[Exercise objective] Reproduce the listing below in its entirety. Change nothing.

+++ Stored data

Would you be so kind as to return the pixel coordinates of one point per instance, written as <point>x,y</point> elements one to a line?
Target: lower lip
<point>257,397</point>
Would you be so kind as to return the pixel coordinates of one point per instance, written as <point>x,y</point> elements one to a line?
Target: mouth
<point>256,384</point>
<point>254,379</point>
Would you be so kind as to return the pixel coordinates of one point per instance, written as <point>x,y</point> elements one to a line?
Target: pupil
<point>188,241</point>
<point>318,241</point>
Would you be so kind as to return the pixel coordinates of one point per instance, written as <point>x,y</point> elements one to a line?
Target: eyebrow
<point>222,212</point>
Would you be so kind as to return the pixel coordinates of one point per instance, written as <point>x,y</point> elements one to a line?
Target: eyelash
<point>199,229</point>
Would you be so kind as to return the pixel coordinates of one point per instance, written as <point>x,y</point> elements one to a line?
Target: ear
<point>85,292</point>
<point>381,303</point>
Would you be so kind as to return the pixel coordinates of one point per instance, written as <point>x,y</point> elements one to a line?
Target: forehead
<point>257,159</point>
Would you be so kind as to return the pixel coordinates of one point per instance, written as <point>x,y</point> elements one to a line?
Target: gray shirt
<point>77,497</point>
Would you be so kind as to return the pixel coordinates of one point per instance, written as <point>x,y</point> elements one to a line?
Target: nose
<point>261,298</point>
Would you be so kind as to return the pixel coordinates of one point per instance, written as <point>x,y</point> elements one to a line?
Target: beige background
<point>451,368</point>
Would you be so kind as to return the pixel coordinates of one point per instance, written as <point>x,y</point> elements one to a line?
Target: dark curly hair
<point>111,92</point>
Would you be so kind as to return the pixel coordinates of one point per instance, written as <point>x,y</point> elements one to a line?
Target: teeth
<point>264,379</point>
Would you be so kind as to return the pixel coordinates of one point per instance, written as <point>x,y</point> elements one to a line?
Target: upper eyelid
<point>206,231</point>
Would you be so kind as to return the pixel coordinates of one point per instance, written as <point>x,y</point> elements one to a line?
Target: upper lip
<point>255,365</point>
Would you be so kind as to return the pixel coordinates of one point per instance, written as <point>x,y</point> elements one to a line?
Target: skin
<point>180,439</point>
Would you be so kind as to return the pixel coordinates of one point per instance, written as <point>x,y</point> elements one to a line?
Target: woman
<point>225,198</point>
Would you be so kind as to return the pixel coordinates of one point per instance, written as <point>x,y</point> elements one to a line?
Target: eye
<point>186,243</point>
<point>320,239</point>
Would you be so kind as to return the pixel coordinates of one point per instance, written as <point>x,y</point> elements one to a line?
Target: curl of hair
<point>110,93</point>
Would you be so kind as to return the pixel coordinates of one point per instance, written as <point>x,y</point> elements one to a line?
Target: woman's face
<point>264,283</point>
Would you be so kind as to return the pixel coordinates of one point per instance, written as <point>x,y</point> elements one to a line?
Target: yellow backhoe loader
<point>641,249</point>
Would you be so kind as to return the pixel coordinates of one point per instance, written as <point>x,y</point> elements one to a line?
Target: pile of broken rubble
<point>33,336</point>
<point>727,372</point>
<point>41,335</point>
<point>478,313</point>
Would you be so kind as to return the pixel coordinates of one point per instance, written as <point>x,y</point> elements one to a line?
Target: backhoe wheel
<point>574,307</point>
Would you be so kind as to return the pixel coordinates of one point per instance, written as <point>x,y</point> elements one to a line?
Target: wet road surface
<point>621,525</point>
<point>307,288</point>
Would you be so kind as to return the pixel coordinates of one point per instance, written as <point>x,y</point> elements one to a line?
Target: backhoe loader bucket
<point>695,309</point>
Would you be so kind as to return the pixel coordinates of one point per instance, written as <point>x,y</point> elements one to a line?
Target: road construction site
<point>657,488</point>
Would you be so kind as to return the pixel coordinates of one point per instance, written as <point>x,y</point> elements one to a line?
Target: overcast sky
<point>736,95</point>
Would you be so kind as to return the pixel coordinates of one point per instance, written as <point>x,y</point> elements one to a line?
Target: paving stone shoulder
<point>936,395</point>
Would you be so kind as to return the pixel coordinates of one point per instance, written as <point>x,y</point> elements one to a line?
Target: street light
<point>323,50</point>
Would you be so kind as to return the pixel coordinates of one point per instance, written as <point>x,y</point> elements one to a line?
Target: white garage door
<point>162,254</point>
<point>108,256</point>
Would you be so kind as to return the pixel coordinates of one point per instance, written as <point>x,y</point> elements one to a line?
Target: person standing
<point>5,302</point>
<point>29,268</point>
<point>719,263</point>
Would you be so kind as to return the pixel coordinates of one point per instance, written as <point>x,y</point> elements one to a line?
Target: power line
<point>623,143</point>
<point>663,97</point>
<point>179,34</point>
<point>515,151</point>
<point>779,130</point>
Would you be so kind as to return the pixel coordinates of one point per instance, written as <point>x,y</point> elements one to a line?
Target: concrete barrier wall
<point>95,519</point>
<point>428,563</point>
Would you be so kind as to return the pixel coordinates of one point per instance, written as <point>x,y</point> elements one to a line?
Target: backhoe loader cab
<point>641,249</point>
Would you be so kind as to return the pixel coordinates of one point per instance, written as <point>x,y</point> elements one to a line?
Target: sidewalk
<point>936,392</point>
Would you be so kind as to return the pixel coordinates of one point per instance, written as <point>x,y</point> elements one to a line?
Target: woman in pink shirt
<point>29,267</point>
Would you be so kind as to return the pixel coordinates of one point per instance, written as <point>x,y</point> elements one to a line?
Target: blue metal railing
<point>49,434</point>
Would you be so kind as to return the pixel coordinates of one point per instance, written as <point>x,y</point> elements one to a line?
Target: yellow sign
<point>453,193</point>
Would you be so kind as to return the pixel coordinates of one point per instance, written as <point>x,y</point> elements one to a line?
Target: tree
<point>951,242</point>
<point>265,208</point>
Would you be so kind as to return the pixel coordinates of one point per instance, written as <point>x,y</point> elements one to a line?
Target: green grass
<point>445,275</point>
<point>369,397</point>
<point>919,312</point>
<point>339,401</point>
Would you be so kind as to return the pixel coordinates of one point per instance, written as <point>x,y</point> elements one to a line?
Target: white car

++++++

[Response]
Would you be so kind as to return the pixel coordinates of one point per instance, written as <point>x,y</point> elements one to a line?
Target: lower lip
<point>257,397</point>
Would you be so kind as to return the pixel coordinates of one point per instance, written as <point>x,y</point> elements one to a line?
Target: mouth
<point>256,384</point>
<point>254,379</point>
Would you be so kind as to return the pixel coordinates of one point per instance, written as <point>x,y</point> elements one to a line?
Target: pupil
<point>188,241</point>
<point>318,241</point>
Would you be so kind as to return the pixel coordinates of one point per instance, written as <point>x,y</point> elements one to a line?
Target: eyebrow
<point>222,212</point>
Would you be so kind as to return the pixel coordinates of one point per instance, written as <point>x,y</point> elements one to a line?
Target: eyelash
<point>199,229</point>
Would you be so kind as to return the pixel coordinates of one point per instance, written as <point>x,y</point> elements one to a line?
Target: ear
<point>85,292</point>
<point>381,303</point>
Would you be so kind as to return the pixel coordinates of one point per instance, written as <point>x,y</point> elements one to a line?
Target: forehead
<point>257,159</point>
Would you be so kind as to return the pixel coordinates of one point per instance, written as <point>x,y</point> elements one to a line?
Target: gray shirt
<point>77,497</point>
Would you be so kind as to return the pixel coordinates of one point per instance, written as <point>x,y</point> elements one to a line?
Target: nose
<point>261,298</point>
Would you be so kind as to return the pixel coordinates of one point per instance, written as <point>x,y</point> elements one to a line?
Target: beige background
<point>451,368</point>
Would you be so kind as to return the pixel coordinates of one point per instance, written as <point>x,y</point> elements one to a line?
Target: dark curly hair
<point>111,92</point>
Would you be so kind as to return the pixel coordinates of one point per instance, written as <point>x,y</point> elements one to a line?
Target: teeth
<point>264,379</point>
Would you be so kind as to return the pixel coordinates of one point per instance, written as <point>x,y</point> elements one to a line?
Target: upper eyelid
<point>206,231</point>
Would you be so kind as to return the pixel coordinates of one point per instance, written as <point>x,y</point> elements one to a line?
Target: upper lip
<point>255,365</point>
Would you be so kind as to return the pixel coordinates of one point per instance, written as <point>x,y</point> elements one to a line?
Target: skin
<point>180,439</point>
Would you be so kind as to return the pixel coordinates of one point per instance, written as <point>x,y</point> elements one to a line?
Target: woman
<point>225,198</point>
Would you be so kind as to return the pixel coordinates of one point per instance, written as <point>x,y</point> elements one to a line?
Target: eye
<point>186,243</point>
<point>320,239</point>
Would you be so kind as to return the pixel coordinates of one point per instance, written as <point>x,y</point> elements one to a line?
Target: curl of hair
<point>110,93</point>
Would you be so kind as to return the pixel coordinates of one point per instance, written as <point>x,y</point> elements one to a line?
Target: woman's face
<point>264,283</point>
Would you be so kind as to return the pixel coordinates of one point per instance, written as <point>x,y</point> elements one to a line?
Target: yellow backhoe loader
<point>641,249</point>
Would you be so kind as to return the pixel coordinates of one point per instance, written as <point>x,y</point> elements one to a line?
Target: pile of broken rubble
<point>33,336</point>
<point>727,372</point>
<point>41,335</point>
<point>478,313</point>
Would you be so kind as to return the pixel coordinates of one point per instance, written as <point>x,y</point> elements one to a line?
Target: backhoe wheel
<point>574,307</point>
Would you be so kind as to return the pixel coordinates of one point per instance, written as <point>x,y</point> elements one to a line?
Target: wet road surface
<point>621,525</point>
<point>307,288</point>
Would you be so kind as to return the pixel coordinates of one point per instance, written as <point>x,y</point> elements one to a line?
Target: backhoe loader bucket
<point>695,309</point>
Would you be so kind as to return the pixel coordinates of one point per instance, written as <point>x,y</point> elements one to a line?
Target: road construction site
<point>657,488</point>
Would you be so kind as to return the pixel coordinates of one point per instance, written as <point>x,y</point> elements one to a line?
Target: overcast sky
<point>736,95</point>
Would you be so kind as to return the pixel coordinates of one point per instance, written as <point>x,y</point> elements one to a line?
Target: paving stone shoulder
<point>936,395</point>
Would you be so kind as to return the pixel coordinates of one point per instance, written as <point>x,y</point> elements one to a line?
Target: street light
<point>323,50</point>
Would you be so kind as to return the pixel coordinates of one point per instance, written as <point>x,y</point> elements one to a line?
Target: white garage door
<point>162,254</point>
<point>108,256</point>
Would you be so kind as to return the pixel coordinates of one point per instance, written as <point>x,y</point> elements one to a line?
Target: person standing
<point>5,302</point>
<point>29,268</point>
<point>719,263</point>
Would you be so kind as to return the pixel coordinates of one point per instance, written as <point>x,y</point> elements one to a line?
Target: power line
<point>623,143</point>
<point>663,97</point>
<point>179,34</point>
<point>515,151</point>
<point>779,130</point>
Would you be so kind as to return the pixel coordinates of one point per instance, written as <point>x,y</point> elements one to a line?
Target: concrete barrier wall
<point>95,519</point>
<point>428,563</point>
Would you be so kind as to return the pixel coordinates of one point per instance, written as <point>x,y</point> elements one to a line?
Target: backhoe loader cab
<point>641,249</point>
Would you be so kind as to return the pixel coordinates of one point per instance, written as <point>x,y</point> elements one to a line?
Target: sidewalk
<point>936,392</point>
Would you be so kind as to return the pixel coordinates of one point per instance, written as <point>x,y</point> elements one to a line?
Target: woman in pink shirt
<point>29,267</point>
Would you be so kind as to return the pixel coordinates of one point per instance, written as <point>x,y</point> elements one to a line?
Target: blue metal railing
<point>49,434</point>
Would you be so kind as to return the pixel coordinates of one point per instance, written as <point>x,y</point> elements one to a line?
Target: yellow sign
<point>453,193</point>
Would you be so kind as to return the pixel coordinates of one point per instance, written as <point>x,y</point> elements one to a line?
Target: tree
<point>951,242</point>
<point>265,208</point>
Would you be so kind as to return the pixel coordinates of one point per instance, written as <point>x,y</point> elements one to a line?
Target: green grass
<point>445,275</point>
<point>369,397</point>
<point>919,312</point>
<point>339,401</point>
Would you be so kind as to return the pixel coordinates of one point per instance, written as <point>x,y</point> elements one to a line?
Target: white car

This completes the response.